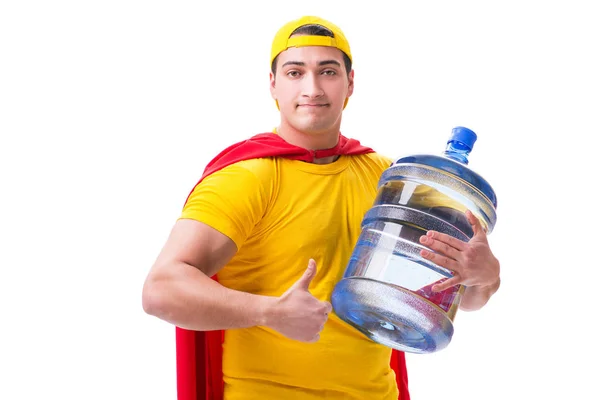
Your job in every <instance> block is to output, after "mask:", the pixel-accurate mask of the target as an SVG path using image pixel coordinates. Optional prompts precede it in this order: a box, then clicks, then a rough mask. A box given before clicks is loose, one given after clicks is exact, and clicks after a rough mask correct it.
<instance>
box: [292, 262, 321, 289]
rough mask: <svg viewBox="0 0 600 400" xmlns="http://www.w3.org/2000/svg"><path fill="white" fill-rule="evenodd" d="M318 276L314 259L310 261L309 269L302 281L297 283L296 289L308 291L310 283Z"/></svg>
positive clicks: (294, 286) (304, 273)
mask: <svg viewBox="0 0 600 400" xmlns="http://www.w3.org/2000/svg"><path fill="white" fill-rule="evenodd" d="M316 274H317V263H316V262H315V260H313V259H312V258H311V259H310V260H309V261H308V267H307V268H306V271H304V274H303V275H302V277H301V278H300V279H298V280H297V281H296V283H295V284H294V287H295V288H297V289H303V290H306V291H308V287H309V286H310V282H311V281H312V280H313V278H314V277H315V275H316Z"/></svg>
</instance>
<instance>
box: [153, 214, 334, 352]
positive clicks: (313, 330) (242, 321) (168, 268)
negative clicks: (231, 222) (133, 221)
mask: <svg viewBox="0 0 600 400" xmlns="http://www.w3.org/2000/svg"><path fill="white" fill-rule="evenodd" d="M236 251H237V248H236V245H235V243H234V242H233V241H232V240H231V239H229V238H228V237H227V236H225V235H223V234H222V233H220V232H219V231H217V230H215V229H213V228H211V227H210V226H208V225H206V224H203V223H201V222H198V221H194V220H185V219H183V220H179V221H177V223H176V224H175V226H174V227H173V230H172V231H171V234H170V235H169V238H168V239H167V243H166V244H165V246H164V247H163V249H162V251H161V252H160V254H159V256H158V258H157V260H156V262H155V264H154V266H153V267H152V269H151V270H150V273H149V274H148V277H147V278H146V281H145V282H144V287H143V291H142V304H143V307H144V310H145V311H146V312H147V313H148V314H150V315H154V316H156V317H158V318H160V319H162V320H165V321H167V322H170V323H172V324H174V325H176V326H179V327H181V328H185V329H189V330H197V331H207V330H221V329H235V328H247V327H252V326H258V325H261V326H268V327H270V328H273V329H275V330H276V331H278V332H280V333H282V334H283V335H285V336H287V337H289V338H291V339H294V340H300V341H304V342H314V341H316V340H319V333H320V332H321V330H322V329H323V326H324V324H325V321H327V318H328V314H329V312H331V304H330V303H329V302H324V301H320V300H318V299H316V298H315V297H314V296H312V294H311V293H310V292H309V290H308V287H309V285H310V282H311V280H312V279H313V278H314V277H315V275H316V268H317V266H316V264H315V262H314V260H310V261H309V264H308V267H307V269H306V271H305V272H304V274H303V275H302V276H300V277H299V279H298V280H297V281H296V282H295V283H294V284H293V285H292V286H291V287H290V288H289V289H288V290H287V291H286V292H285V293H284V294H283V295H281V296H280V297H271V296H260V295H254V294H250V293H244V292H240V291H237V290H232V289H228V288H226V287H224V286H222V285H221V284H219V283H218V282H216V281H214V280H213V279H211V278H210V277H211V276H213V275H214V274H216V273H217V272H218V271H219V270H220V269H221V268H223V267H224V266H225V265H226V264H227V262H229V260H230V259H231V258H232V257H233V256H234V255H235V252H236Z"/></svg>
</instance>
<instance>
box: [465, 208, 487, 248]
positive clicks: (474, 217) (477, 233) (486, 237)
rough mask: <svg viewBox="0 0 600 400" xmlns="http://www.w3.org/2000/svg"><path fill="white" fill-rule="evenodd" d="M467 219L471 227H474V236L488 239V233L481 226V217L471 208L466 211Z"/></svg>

+ + + + +

Can you write out the listing again with each "positive clicks" replaced by "foreground clicks" and nothing else changed? Leave the pictures out.

→ **RESULT**:
Your job in every <instance> block is to output, after "mask:", the pixel-accurate mask of the target as an SVG path using image pixel coordinates. Optional prompts precede it in this order: a box, then clicks, then a rough mask. A box given before clicks is loose, one given after clicks is exact, and clicks after a rough mask correct it.
<instance>
box: [292, 262, 321, 289]
rough mask: <svg viewBox="0 0 600 400" xmlns="http://www.w3.org/2000/svg"><path fill="white" fill-rule="evenodd" d="M318 276L314 259L310 261L309 269L302 281L297 283L296 289L308 291L310 283Z"/></svg>
foreground clicks: (294, 286) (304, 273)
mask: <svg viewBox="0 0 600 400" xmlns="http://www.w3.org/2000/svg"><path fill="white" fill-rule="evenodd" d="M316 274H317V263H316V262H315V260H313V259H312V258H311V259H310V260H309V261H308V267H307V268H306V271H304V274H303V275H302V277H301V278H300V279H298V280H297V281H296V283H295V284H294V287H295V288H297V289H303V290H306V291H308V287H309V286H310V282H311V281H312V280H313V278H314V277H315V275H316Z"/></svg>
</instance>
<instance>
box: [153, 214, 334, 352]
foreground clicks: (313, 330) (242, 321) (168, 268)
negative clicks: (231, 222) (133, 221)
mask: <svg viewBox="0 0 600 400" xmlns="http://www.w3.org/2000/svg"><path fill="white" fill-rule="evenodd" d="M236 251H237V248H236V245H235V243H234V242H233V241H232V240H231V239H229V238H228V237H227V236H225V235H223V234H222V233H220V232H219V231H217V230H215V229H213V228H211V227H210V226H208V225H206V224H203V223H201V222H198V221H194V220H185V219H183V220H179V221H177V223H176V224H175V226H174V227H173V230H172V231H171V234H170V235H169V238H168V239H167V243H166V244H165V246H164V247H163V249H162V251H161V252H160V254H159V256H158V258H157V260H156V262H155V264H154V266H153V267H152V269H151V270H150V273H149V274H148V277H147V278H146V281H145V282H144V287H143V291H142V304H143V307H144V310H145V311H146V312H147V313H148V314H150V315H154V316H156V317H158V318H160V319H162V320H165V321H167V322H170V323H172V324H174V325H176V326H179V327H181V328H185V329H189V330H197V331H207V330H221V329H235V328H247V327H252V326H258V325H261V326H268V327H270V328H273V329H275V330H276V331H278V332H280V333H282V334H283V335H285V336H287V337H289V338H291V339H294V340H300V341H304V342H314V341H316V340H319V333H320V332H321V330H322V329H323V326H324V324H325V321H327V318H328V314H329V312H331V304H330V303H329V302H324V301H320V300H318V299H316V298H315V297H314V296H312V294H311V293H310V292H309V290H308V287H309V285H310V282H311V280H312V279H313V278H314V277H315V275H316V268H317V266H316V264H315V262H314V260H310V261H309V264H308V267H307V269H306V271H305V272H304V274H303V275H302V276H300V277H299V279H298V280H297V281H296V282H295V283H294V284H293V285H292V286H291V287H290V288H289V289H288V290H287V291H286V292H285V293H284V294H283V295H281V296H280V297H271V296H260V295H254V294H250V293H244V292H240V291H237V290H232V289H228V288H226V287H224V286H222V285H221V284H219V283H218V282H216V281H214V280H213V279H211V278H210V277H211V276H213V275H214V274H216V273H217V272H218V271H219V270H220V269H221V268H223V267H224V266H225V265H226V264H227V262H229V260H230V259H231V258H232V257H233V256H234V255H235V252H236Z"/></svg>
</instance>
<instance>
box: [465, 208, 487, 248]
foreground clicks: (474, 217) (477, 233) (486, 237)
rough mask: <svg viewBox="0 0 600 400" xmlns="http://www.w3.org/2000/svg"><path fill="white" fill-rule="evenodd" d="M467 219L471 227H474V236L488 239V233L481 226V217L471 208L466 211Z"/></svg>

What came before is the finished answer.